◆ **Texto para análise**
A lei estabelece que para as eleições das federações nacionais os clubes participam no processo eleitoral e esta federação fez recurso à federação internacional. Esta federação não teve depois a hombridade de fazer chegar o veredicto ao público. 

O parecer internacional foi que o formato que Angola estabeleceu para votação nas federações nacionais deveria ser exemplo para o resto dos países do mundo, portanto, não foi só para os países africanos que a federação internacional respondeu.

ANGOP: Algumas correntes defendem Secretaria de Estado do Desporto ao invés de ministério?

AC: Acho que isto é só um formato. Depende muito do Titular do Poder Executivo, depende da política do Governo para o que se procura transmitir ao resto do mundo. 

Angola é um país que faz parte da geopolítica, está no contexto internacional e ter um departamento ministerial está directamente ligado ao Presidente da República a tratar da questão do desporto. Acho que faz sentido.

Um instituto já não tem outra dependência que seria directa do Chefe do Estado. Agora, acho que é mais o formato em si, o importante é a importância que o Estado angolano atribui ao desporto.

Os Estados Unidos não têm Ministério da Juventude e Desportos, têm uma comissão, tal como o Canadá, países com grande desenvolvimento financeiro que já reduziram a sua presença como Estado na questão dos desportos, porque as forças económicas já estão educadas o suficiente para a importância dos desportos. 

Sabe-se que os clubes da NBA estão na Bolsa Americana e os ingleses de futebol na bolsa de valores da Inglaterra.

Espera-se que até 2025 Angola já esteja melhor educada na questão dos desportos em desenvolvimento económico e já viva num ambiente de diversificação absoluta, e consiga perceber, em si, que o desporto gera recursos suficientes para contribuir para o desenvolvimento económico.

 Sabe-se que a La Liga contribuiu com 2% no PIB espanhol, quer dizer muito dinheiro.

ANGOP: Coloca-se a necessidade de os clubes se tornarem SAD, antes de evoluir-se para uma liga?

AC: Eles não têm de se tornar Sociedades Anónimas Desportivas (SAD). A lei estabelece que o clube deve existir como tal e depois para as questões de desportos profissionais tenham uma sociedade anónima desportiva. 

Não é o clube que se transforma. O clube existe como tal e depois cria, por acordo dos sócios, uma sociedade para lidar com o assunto do futebol ou para lidar com o assunto do basquetebol. A partir daí tudo que é recurso financeiro passa a ser gerido por esta sociedade. 

É importante perceber que uma sociedade anónima desportiva não distribui fundos para os sócios. O que é gerado pela sociedade anónima é revertido para o clube.

ANGOP: Qual é a vantagem da aposta em modalidades individuais?

◆ **Verifique a compreensão**
(a) Segundo a entrevista sobre o desporto em Angola, com que percentagem a La Liga contribuiu para o PIB espanhol?
(b) Imprima da entrevista sobre o desporto em Angola tudo desde "Sabe-se que a La Liga" até "gerido por esta sociedade.".
(c) Dê a continuação da entrevista sobre o desporto em Angola a partir da última frase apresentada.

[Itens listados num conjunto de dados]

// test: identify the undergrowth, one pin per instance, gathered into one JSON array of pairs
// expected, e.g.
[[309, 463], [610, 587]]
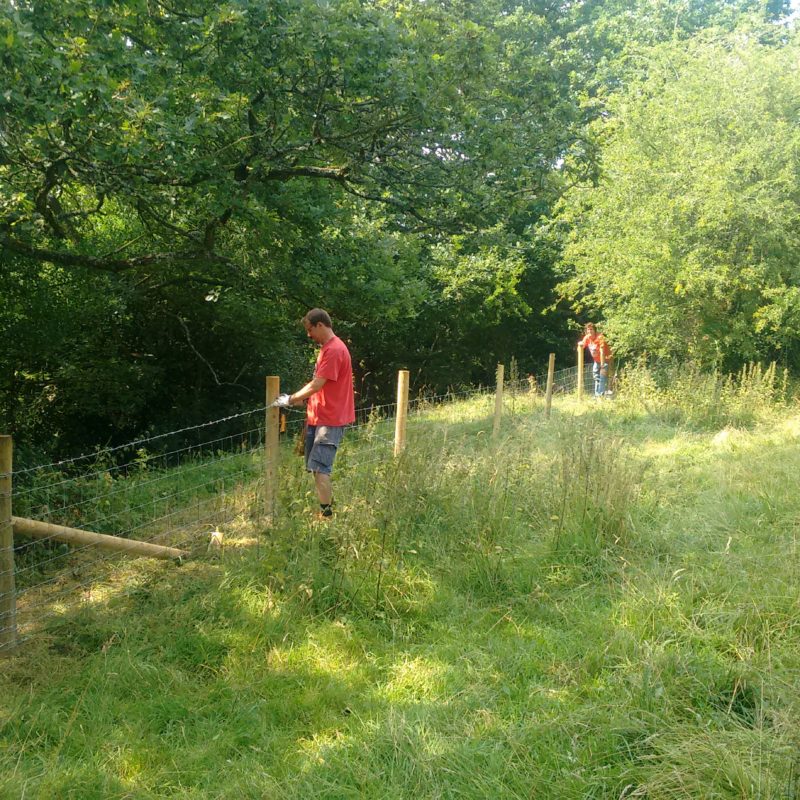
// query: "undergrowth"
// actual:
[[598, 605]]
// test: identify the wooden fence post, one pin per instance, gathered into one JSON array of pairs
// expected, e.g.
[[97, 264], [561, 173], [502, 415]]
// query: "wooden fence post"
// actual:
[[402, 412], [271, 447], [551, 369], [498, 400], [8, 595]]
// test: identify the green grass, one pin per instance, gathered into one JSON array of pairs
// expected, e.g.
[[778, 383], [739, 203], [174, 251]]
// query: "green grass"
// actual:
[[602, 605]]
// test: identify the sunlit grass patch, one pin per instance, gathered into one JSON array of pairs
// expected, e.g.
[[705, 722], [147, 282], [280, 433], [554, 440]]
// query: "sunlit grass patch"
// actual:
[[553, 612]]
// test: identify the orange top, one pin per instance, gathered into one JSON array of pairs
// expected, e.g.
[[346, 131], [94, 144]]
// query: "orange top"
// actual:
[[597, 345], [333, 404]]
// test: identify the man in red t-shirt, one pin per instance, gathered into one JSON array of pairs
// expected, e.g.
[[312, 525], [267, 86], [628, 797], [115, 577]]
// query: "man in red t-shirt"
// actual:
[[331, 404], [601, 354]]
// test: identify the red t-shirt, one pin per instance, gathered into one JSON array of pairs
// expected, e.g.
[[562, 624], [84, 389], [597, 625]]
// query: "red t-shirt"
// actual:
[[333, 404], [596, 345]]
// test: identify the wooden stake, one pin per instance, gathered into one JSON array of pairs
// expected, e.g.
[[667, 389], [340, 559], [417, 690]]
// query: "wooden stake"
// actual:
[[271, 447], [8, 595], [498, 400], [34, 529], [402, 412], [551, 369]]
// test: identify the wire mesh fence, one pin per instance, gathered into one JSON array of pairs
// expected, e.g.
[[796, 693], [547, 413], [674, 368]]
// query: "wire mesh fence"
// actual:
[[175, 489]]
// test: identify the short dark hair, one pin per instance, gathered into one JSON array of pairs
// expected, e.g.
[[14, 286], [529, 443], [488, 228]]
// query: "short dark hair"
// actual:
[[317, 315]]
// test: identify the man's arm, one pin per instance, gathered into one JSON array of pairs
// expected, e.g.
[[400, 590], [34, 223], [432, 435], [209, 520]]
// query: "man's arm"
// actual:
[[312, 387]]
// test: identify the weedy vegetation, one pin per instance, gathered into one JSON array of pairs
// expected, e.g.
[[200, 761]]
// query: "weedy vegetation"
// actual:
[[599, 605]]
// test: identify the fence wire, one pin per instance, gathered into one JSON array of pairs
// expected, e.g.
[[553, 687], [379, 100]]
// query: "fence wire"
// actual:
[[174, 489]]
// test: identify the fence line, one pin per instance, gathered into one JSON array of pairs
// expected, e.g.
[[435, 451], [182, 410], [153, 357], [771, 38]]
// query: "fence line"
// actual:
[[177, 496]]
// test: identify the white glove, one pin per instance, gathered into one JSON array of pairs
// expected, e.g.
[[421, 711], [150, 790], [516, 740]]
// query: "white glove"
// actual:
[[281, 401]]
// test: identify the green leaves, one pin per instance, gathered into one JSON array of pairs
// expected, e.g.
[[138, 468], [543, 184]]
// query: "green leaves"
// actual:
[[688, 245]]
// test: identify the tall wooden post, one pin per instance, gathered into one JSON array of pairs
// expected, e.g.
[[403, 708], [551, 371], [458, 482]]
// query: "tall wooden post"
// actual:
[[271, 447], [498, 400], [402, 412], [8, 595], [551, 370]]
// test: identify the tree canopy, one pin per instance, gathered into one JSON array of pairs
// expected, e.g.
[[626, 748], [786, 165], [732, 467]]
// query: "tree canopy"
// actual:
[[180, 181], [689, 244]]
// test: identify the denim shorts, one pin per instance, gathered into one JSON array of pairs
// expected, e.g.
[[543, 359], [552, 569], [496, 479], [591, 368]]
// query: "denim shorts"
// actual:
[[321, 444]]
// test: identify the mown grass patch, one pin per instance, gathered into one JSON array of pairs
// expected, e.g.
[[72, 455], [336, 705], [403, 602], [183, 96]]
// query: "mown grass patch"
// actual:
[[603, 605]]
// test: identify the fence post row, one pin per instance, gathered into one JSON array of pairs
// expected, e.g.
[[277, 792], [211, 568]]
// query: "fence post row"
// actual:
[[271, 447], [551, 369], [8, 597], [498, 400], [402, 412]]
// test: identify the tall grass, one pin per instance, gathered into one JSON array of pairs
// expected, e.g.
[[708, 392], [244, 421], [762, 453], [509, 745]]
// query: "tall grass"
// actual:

◆ **Resultados por tarefa**
(a) A La Liga contribuiu com 2% para o PIB espanhol.

(b)
Sabe-se que a La Liga contribuiu com 2% no PIB espanhol, quer dizer muito dinheiro.

ANGOP: Coloca-se a necessidade de os clubes se tornarem SAD, antes de evoluir-se para uma liga?

AC: Eles não têm de se tornar Sociedades Anónimas Desportivas (SAD). A lei estabelece que o clube deve existir como tal e depois para as questões de desportos profissionais tenham uma sociedade anónima desportiva. 

Não é o clube que se transforma. O clube existe como tal e depois cria, por acordo dos sócios, uma sociedade para lidar com o assunto do futebol ou para lidar com o assunto do basquetebol. A partir daí tudo que é recurso financeiro passa a ser gerido por esta sociedade.

(c)
AC: Nós tínhamos este programa embora não tenha sido, na altura, aposta de Governo. É mais racional apostar nos desportos individuais do que nos colectivos, essencialmente no que diz respeito à vertente internacional. 

Se pensarmos subir ao pódio nas grandes competições internacionais é preciso que se dê maior prioridade às forças individuais.

Enquanto ministro da Juventude e Desportos, cargo que exerci desde Outubro de 2016 a Julho 2017, estes programas não conseguiram andar.

Durante a minha vigência no cargo de ministro o orçamento maior que se recebeu foi em 2017. A maior disponibilidade orçamental foram de16 milhões de kwanzas e isto prova a crise financeira em que estávamos mergulhados.

Para o Campeonato Africano de Andebol, realizado em Dezembro de 2016, os recursos que o estado alocou foram de cinco milhões de kwanzas, o resto foi conseguido com a participação do empresariado nacional. Foi a maior participação do sector privado na realização de um evento desportivo daquela dimensão.   

O orçamento global acho que era de 122 ou 125 milhões de kwanzas, mas o que o Estado disponibilizou para aquela competição foram apenas cinco milhões de Kwanzas porque não tinha mais. Para ver como a crise financeira tocou profundamente.

ANGOP: Os investimentos feitos no futebol não têm sido proporcionais aos resultados?

AC: Se for por via dos investimentos, o actual presidente da Federação Angolana de Futebol (FAF), na sua última campanha eleitoral, disse que iria trazer o negócio. 

Portanto, a nossa participação no último CAN2023 nalgum momento ficou ensombrada.

Eu ouvi o presidente da federação (Artur de Almeida) dizer que faltava dinheiro do Estado. Isto é para dizer que o único investidor até agora é o Estado angolano. Não vejo que tenha havido participação de outros.

Quer dizer que todo o investimento feito até hoje no futebol é do Estado angolano. Dizer que é pouco? Não. Foi um grande investimento. O problema está depois na rentabilização desse investimento.

Se estabelecermos, por exemplo, um contrato, andamos atrás do resultado, não andamos atrás de qualidade. E depois pagamos avultadas somas a um treinador estrangeiro quando as redes da baliza não estão boas e nem temos uma indústria interna que fabrique, ao menos, chuteiras.

É uma questão de como direccionar os investimento no sentido da sua rentabilização. Acho que é um dos maiores problemas do Governo nessa questão do apoio ao futebol, a maior modalidade do país.

Se tivéssemos uma modalidade que tivesse 20 pessoas em campo, também o investimento seria maior. As modalidades individuais têm menos popularidade exactamente devido à questão psicológica do colectivo.

Os investimentos do Estado, pelo menos que eu presenciei no futebol, foram grandes. Alguma vez tive de negociar, ir pedir para que a parte das finanças do país pudesse olhar para a federação.

Em 2009, não sei se terá existido uma outra federação africana que pudesse ter maior volume de financiamento como foi a nossa federação de futebol.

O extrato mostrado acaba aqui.